---------- LISTED RECORDS ----------
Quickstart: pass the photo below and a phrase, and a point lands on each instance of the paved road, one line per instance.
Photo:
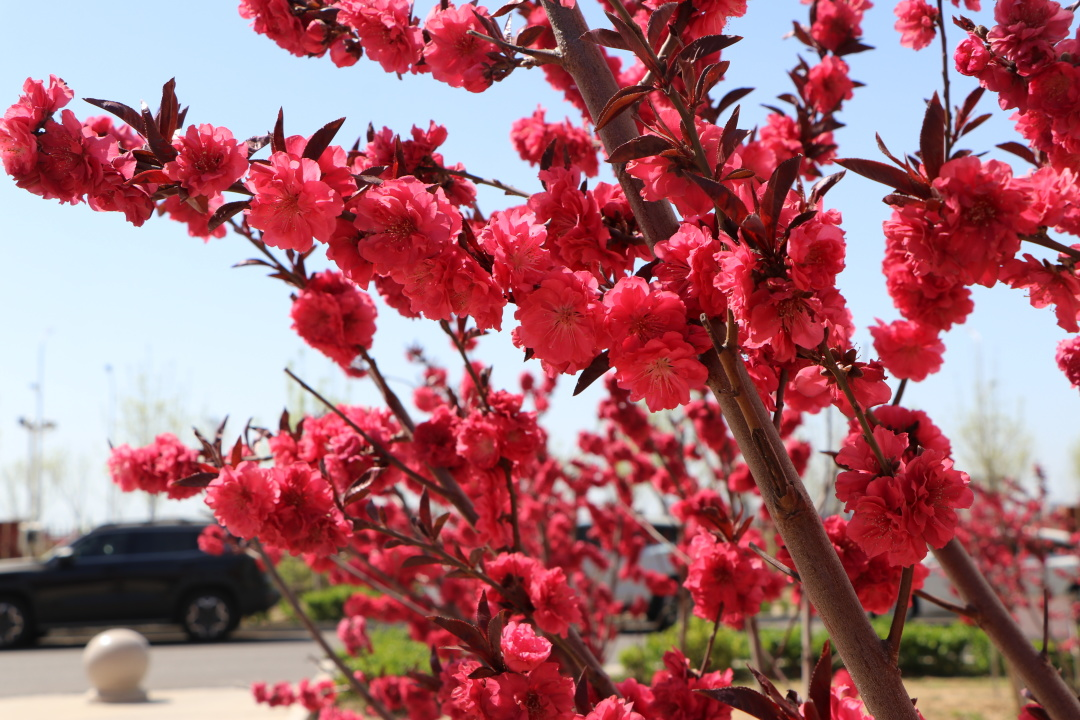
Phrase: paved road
(55, 665)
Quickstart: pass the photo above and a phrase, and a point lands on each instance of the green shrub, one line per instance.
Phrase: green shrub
(927, 650)
(327, 605)
(393, 652)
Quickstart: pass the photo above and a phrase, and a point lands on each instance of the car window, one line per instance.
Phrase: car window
(102, 544)
(163, 541)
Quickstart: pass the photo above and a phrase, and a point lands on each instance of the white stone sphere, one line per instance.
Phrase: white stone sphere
(116, 663)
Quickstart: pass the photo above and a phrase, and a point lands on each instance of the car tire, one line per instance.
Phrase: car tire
(16, 626)
(208, 615)
(663, 611)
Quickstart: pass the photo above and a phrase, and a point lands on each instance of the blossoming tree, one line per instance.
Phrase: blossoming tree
(703, 283)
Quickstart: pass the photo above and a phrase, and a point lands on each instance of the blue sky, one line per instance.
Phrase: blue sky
(95, 293)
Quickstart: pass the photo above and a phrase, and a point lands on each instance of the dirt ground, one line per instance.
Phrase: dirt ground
(963, 698)
(956, 698)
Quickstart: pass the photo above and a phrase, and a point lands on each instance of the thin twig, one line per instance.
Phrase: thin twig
(945, 605)
(354, 683)
(778, 416)
(900, 613)
(481, 388)
(1044, 241)
(775, 564)
(383, 452)
(841, 382)
(712, 639)
(545, 56)
(900, 391)
(514, 525)
(945, 81)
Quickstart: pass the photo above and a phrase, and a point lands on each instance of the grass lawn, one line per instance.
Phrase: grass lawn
(956, 698)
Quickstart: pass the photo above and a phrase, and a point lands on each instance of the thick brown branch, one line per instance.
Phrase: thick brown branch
(585, 64)
(1044, 682)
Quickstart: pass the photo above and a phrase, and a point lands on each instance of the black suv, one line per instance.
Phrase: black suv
(150, 572)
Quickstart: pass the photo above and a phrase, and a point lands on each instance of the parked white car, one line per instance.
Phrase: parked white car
(661, 611)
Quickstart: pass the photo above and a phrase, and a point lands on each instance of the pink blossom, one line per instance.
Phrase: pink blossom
(661, 371)
(555, 606)
(916, 23)
(613, 708)
(1027, 30)
(1068, 360)
(523, 650)
(403, 223)
(531, 136)
(456, 57)
(387, 31)
(335, 317)
(725, 580)
(274, 19)
(210, 160)
(562, 322)
(828, 84)
(908, 350)
(242, 498)
(292, 205)
(837, 23)
(515, 242)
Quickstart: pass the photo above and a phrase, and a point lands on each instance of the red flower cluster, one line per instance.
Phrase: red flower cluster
(69, 161)
(335, 317)
(908, 502)
(156, 467)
----------
**PROBLEM STATEMENT:**
Starting with the line above that holds "Phrase: pink blossom" and stopping with the line that holds "cluster, one line per instance.", reproduce each line exactly, omitting all other lines.

**RESPONSE:**
Phrase: pink blossom
(661, 371)
(555, 606)
(916, 23)
(613, 708)
(1027, 30)
(1068, 360)
(523, 650)
(403, 223)
(531, 136)
(456, 57)
(387, 31)
(335, 317)
(725, 580)
(274, 19)
(210, 160)
(562, 322)
(828, 84)
(908, 350)
(242, 498)
(292, 205)
(837, 23)
(515, 242)
Quickstart: pass the photo above and a phrase, and a point lands on each instance of the red flower cluster, one line per instance.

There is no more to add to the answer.